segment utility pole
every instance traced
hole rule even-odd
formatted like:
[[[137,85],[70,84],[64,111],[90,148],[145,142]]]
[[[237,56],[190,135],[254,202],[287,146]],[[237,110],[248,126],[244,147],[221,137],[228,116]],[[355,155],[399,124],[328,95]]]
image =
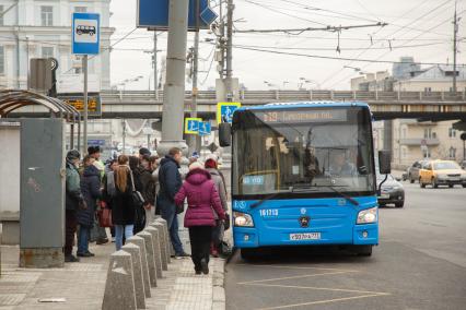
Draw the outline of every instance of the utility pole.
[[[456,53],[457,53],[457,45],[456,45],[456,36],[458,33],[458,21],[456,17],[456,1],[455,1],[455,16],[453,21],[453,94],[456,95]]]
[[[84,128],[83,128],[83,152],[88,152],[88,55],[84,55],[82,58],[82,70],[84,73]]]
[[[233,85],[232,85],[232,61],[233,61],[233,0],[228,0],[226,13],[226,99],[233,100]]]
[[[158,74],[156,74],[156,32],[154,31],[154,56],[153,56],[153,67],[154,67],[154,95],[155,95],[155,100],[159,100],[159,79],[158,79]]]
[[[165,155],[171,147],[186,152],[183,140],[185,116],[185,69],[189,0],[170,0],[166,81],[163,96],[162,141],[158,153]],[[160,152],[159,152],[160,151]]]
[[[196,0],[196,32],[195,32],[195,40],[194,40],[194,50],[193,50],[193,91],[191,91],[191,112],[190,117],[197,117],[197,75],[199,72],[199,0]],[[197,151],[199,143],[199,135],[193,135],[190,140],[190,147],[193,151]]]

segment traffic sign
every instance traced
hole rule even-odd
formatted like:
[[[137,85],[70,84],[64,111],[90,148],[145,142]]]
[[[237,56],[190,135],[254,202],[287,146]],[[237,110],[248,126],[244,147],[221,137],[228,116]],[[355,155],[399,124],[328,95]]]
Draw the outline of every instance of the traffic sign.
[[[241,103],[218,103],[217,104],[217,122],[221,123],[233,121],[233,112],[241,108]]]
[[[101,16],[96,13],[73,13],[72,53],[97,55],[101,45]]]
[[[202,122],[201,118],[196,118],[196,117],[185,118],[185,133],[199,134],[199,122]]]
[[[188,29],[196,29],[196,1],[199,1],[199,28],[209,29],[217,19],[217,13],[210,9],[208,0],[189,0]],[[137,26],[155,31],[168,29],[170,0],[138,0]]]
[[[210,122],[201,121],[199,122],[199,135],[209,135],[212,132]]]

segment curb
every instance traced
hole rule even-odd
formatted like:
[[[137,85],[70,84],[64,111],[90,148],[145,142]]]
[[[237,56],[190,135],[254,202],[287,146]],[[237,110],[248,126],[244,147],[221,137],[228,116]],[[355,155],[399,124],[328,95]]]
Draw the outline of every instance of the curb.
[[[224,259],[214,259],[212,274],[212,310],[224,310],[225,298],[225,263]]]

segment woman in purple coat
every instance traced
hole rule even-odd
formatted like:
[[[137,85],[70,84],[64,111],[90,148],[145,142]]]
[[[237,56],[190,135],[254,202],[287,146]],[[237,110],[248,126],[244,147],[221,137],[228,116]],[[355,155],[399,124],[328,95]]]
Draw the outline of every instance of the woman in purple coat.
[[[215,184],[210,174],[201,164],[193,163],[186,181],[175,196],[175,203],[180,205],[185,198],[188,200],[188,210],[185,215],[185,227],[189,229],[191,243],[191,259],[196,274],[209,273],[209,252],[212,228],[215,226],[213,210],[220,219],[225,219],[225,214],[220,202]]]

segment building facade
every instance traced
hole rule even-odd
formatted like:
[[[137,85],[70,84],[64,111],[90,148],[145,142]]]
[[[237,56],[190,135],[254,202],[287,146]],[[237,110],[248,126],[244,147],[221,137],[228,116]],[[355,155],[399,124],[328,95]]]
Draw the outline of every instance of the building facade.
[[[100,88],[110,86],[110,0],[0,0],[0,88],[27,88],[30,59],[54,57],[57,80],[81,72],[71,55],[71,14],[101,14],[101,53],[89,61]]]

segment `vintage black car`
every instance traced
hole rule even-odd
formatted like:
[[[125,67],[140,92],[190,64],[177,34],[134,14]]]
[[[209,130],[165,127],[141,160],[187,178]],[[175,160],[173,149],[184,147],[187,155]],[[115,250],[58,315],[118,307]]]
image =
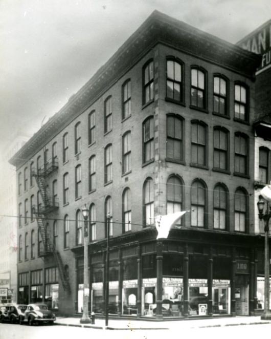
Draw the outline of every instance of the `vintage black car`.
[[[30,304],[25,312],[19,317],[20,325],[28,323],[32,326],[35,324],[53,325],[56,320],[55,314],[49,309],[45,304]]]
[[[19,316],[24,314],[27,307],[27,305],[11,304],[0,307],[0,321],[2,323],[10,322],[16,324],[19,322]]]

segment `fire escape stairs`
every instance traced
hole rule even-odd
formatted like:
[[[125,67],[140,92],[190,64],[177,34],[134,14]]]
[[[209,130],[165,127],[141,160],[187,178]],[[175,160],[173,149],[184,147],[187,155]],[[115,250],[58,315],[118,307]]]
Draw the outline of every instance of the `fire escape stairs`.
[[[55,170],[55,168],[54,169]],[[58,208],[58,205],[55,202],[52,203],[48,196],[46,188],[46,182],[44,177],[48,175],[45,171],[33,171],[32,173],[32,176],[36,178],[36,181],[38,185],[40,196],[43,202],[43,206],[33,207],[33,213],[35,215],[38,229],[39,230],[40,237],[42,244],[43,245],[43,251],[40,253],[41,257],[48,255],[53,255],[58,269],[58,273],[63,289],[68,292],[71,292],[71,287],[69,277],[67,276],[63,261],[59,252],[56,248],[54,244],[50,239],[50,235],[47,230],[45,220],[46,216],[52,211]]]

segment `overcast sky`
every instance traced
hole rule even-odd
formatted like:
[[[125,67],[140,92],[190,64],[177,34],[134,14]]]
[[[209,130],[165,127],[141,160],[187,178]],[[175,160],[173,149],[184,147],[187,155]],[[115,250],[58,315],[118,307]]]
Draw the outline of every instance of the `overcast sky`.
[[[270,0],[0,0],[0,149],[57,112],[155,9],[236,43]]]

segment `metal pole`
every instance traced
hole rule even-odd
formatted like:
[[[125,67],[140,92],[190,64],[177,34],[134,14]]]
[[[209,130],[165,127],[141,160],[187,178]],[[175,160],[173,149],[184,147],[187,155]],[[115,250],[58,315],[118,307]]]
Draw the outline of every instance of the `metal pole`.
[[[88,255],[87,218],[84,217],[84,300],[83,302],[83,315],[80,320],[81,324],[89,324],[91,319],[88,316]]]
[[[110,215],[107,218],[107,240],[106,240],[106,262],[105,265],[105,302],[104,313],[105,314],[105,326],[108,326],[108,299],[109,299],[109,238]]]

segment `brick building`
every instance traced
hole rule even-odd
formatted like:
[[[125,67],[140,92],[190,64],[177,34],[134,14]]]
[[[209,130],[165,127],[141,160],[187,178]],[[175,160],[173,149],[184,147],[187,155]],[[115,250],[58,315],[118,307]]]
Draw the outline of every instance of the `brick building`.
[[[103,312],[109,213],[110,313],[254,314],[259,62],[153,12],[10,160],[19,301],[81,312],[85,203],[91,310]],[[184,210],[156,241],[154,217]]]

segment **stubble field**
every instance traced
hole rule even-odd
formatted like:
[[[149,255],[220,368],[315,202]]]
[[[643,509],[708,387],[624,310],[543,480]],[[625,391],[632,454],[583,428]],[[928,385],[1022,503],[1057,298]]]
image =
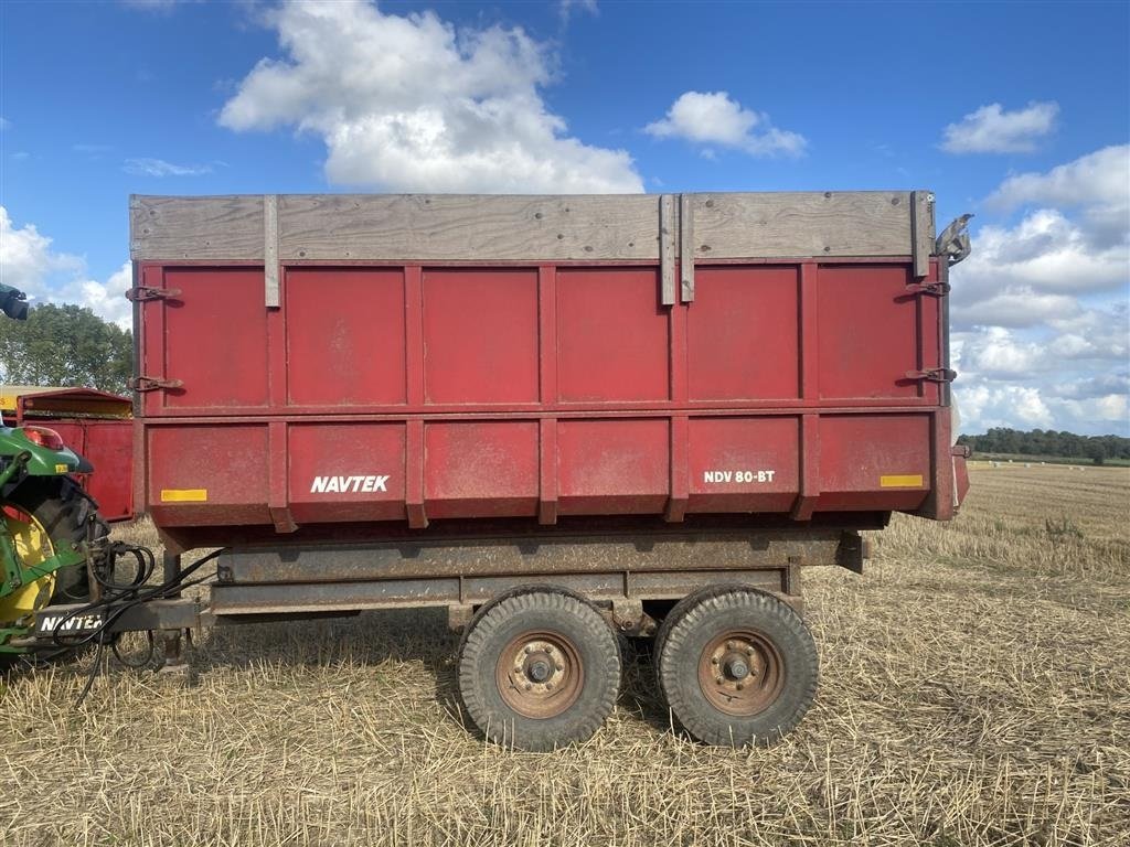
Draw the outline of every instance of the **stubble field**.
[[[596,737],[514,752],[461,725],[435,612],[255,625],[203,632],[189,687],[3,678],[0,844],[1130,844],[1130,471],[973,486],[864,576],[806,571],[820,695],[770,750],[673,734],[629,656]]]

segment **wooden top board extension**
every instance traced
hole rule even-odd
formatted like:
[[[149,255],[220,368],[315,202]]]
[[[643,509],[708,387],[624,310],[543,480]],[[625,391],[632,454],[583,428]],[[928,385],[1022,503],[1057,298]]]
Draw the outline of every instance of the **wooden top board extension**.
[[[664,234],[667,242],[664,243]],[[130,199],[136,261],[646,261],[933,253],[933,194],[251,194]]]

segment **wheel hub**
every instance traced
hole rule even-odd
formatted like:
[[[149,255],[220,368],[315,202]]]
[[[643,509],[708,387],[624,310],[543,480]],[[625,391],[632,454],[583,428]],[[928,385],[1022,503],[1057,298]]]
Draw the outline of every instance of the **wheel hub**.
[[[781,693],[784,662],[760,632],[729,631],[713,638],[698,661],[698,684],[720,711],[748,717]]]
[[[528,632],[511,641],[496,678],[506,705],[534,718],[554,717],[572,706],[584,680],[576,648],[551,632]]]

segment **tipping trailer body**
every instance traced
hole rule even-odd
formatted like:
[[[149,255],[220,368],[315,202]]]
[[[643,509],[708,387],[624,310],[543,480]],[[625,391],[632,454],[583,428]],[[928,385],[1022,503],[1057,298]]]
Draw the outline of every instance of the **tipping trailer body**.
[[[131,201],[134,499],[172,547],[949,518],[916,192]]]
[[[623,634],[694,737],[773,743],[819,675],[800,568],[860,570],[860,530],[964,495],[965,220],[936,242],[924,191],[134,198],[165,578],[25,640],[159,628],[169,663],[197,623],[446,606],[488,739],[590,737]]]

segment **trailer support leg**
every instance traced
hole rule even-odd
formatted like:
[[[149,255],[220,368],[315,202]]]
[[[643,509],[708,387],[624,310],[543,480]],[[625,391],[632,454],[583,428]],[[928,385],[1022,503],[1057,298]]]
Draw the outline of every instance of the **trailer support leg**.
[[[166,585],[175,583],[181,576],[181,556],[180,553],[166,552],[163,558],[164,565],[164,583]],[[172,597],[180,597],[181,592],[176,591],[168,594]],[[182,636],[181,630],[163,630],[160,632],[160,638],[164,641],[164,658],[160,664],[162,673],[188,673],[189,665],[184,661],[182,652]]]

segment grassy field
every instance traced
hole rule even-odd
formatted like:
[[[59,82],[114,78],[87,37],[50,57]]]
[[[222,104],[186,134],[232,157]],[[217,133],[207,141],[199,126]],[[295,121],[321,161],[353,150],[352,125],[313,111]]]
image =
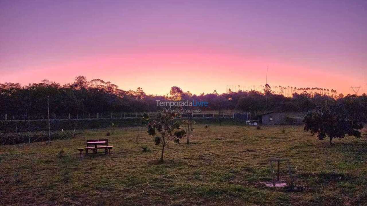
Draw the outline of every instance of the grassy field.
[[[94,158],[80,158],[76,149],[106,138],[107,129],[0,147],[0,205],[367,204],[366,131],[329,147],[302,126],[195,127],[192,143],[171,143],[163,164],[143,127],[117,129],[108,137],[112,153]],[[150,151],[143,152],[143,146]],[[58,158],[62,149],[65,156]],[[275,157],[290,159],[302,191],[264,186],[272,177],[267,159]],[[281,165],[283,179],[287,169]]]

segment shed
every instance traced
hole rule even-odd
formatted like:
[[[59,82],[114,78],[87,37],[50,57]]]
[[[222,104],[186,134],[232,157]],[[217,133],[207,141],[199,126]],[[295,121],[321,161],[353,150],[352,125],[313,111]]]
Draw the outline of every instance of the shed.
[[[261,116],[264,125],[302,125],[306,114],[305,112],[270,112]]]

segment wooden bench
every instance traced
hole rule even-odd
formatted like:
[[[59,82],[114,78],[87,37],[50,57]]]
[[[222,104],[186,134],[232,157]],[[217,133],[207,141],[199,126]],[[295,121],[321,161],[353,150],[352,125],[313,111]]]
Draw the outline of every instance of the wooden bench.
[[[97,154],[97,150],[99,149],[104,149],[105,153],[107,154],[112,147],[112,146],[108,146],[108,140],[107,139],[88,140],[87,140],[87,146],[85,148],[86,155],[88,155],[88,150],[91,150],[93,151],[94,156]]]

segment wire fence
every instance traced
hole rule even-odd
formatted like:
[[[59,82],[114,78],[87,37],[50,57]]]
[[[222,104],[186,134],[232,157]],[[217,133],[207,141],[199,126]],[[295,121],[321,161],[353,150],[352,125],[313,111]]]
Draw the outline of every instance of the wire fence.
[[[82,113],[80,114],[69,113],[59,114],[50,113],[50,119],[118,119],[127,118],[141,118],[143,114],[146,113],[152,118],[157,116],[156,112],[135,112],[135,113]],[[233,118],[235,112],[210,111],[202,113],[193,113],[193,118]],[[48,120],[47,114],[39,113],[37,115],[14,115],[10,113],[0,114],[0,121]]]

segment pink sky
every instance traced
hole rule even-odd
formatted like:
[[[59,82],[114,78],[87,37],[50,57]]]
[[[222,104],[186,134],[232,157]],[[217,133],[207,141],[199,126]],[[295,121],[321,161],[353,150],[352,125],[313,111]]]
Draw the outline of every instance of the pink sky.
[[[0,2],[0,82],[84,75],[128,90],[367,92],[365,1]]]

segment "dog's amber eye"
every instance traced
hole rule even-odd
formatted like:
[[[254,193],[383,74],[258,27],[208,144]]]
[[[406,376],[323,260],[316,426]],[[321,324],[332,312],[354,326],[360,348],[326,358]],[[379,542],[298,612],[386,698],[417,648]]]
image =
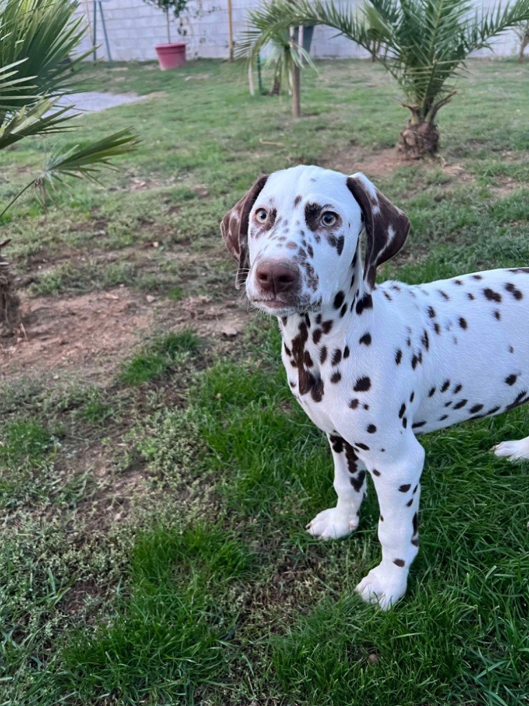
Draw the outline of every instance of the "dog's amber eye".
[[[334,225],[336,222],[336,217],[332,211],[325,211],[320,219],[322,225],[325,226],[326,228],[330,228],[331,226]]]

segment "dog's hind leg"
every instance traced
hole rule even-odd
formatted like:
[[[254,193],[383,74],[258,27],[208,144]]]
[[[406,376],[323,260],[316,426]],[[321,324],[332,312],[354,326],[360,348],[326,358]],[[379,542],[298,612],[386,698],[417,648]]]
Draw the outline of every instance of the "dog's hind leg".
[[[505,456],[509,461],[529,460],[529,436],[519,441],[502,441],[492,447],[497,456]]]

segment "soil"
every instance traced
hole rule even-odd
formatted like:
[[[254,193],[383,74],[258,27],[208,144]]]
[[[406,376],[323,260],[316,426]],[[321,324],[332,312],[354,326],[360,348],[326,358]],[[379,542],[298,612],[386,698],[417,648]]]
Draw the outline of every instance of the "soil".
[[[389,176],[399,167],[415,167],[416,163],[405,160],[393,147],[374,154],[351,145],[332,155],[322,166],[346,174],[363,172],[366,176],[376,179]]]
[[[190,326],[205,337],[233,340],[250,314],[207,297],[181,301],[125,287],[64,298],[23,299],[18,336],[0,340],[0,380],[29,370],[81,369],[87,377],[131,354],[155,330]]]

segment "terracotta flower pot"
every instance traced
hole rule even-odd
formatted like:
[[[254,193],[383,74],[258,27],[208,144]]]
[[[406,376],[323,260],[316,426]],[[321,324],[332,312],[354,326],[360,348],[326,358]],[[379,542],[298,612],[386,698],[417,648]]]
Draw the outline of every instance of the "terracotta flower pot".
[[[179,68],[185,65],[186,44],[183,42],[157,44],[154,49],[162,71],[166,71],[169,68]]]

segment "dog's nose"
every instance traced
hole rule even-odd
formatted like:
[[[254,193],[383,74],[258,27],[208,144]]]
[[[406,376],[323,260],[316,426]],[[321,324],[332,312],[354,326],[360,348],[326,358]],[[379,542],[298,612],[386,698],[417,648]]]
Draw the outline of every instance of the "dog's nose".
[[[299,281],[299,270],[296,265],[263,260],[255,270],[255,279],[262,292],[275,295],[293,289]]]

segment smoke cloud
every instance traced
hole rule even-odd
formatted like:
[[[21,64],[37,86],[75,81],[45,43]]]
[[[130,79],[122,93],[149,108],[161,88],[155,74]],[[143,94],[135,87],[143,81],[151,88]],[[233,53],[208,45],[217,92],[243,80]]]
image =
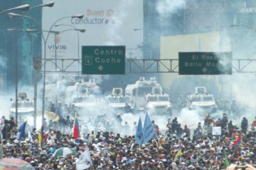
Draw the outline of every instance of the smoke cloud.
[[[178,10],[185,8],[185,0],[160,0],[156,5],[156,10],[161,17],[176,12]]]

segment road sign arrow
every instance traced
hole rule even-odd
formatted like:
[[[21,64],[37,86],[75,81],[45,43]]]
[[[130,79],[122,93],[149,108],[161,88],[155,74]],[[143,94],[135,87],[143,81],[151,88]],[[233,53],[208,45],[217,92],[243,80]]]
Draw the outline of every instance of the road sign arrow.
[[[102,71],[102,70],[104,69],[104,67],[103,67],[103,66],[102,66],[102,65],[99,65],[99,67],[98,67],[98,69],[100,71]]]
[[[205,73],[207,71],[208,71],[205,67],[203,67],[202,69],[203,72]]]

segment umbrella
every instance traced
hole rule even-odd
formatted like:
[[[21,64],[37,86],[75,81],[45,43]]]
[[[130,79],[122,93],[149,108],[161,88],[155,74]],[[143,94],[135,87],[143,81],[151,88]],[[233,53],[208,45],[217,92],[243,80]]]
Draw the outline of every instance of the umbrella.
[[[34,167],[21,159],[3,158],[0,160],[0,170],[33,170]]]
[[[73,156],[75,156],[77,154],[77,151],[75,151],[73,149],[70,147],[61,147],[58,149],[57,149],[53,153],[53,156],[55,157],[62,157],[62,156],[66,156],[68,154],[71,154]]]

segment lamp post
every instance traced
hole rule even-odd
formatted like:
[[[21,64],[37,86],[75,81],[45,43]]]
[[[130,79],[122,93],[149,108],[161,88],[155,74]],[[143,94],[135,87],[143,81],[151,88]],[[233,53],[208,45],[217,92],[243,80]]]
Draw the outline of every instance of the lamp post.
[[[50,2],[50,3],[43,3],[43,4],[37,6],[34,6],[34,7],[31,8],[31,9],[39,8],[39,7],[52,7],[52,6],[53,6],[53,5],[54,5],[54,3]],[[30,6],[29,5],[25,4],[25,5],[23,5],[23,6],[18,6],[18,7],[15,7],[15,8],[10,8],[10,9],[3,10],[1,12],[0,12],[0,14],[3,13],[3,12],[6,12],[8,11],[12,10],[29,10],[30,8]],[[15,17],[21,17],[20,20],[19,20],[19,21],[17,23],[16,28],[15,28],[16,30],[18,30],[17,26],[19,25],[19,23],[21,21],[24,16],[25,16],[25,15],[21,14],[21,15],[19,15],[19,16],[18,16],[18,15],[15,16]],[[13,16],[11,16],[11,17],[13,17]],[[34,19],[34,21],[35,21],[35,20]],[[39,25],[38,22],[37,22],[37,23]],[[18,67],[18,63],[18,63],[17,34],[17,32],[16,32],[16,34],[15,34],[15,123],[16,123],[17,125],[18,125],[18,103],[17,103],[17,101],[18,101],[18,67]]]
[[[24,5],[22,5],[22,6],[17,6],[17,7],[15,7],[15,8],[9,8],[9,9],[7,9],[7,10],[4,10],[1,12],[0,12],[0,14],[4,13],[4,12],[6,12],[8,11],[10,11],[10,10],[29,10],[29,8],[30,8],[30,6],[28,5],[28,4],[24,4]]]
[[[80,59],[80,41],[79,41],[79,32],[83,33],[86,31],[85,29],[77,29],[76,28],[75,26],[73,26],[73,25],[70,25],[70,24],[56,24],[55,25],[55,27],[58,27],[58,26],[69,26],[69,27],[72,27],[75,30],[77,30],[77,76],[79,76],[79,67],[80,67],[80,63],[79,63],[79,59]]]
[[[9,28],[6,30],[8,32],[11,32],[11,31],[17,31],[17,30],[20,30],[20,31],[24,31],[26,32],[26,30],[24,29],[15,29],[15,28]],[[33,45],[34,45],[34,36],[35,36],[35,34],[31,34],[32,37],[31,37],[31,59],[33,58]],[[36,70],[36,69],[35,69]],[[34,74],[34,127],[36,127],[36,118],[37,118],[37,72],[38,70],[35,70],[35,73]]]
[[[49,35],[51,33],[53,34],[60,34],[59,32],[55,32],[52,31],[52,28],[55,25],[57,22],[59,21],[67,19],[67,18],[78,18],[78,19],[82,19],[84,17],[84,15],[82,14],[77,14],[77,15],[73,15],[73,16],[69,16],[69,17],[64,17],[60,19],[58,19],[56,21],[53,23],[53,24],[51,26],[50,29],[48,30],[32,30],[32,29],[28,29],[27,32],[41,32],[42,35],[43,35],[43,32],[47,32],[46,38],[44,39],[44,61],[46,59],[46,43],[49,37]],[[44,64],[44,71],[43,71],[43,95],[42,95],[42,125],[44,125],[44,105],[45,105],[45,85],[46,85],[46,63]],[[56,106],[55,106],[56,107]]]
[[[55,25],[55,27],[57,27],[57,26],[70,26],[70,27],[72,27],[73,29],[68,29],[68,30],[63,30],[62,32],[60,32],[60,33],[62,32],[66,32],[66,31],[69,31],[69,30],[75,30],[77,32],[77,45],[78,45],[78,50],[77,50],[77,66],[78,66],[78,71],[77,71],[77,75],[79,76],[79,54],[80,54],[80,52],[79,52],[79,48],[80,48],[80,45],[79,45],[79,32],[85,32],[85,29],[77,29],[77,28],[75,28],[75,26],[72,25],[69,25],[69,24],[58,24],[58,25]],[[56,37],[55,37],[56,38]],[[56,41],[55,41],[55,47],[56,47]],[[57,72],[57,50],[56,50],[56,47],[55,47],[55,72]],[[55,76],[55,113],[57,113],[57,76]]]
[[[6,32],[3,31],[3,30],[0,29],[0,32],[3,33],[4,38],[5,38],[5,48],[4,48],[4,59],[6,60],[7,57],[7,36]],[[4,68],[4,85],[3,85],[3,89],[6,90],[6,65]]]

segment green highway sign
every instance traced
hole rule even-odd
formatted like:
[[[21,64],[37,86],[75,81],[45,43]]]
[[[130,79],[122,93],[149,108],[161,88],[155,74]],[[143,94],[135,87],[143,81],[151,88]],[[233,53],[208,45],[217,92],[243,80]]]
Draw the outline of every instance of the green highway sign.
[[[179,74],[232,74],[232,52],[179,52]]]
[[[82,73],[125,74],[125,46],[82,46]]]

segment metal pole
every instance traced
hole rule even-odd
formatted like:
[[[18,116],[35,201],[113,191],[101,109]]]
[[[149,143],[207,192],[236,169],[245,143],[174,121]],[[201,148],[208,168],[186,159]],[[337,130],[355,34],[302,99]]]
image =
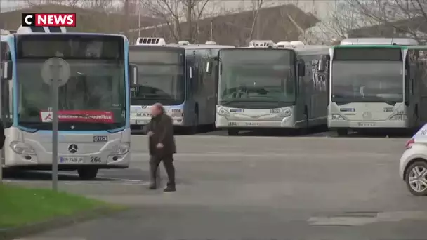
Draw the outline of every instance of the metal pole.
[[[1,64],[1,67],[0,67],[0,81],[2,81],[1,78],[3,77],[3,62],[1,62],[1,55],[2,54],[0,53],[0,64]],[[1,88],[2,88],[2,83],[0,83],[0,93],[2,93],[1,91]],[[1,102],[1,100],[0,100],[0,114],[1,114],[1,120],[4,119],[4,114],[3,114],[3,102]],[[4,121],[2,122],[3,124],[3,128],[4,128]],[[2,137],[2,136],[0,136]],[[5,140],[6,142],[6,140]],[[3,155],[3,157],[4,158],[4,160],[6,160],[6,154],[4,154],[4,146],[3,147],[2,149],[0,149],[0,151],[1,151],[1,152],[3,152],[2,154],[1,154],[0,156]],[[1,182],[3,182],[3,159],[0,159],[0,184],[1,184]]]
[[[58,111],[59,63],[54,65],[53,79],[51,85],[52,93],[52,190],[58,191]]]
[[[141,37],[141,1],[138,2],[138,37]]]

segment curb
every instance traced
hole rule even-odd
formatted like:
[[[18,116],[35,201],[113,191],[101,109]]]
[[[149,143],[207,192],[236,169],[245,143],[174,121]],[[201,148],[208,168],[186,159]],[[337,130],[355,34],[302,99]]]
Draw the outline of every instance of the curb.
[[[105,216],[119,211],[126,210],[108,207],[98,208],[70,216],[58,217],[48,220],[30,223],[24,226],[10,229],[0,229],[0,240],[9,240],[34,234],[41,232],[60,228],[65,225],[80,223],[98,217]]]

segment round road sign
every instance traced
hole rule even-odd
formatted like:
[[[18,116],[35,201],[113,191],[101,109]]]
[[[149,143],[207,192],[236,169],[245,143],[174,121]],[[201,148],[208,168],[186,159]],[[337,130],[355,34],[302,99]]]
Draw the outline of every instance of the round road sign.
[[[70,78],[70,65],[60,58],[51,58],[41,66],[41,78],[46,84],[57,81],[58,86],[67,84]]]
· · · ·
In the listing above, copy the lines starting with the line with "segment **tipping trailer body**" and going on through the line with "Draw the outline of every instance of the **tipping", changing "traced" to "outlined" and leaving everything else as it is.

• _OUTPUT OF THE TASK_:
segment **tipping trailer body**
every instance outlined
hole rule even-odd
formatted like:
[[[149,255],[220,368],[315,202]]]
[[[643,509],[708,387],[624,310],[543,480]],[[625,391],[632,454],[583,428]],[[928,385],[1022,503],[1057,298]]]
Draw the outline of every instance of the **tipping trailer body**.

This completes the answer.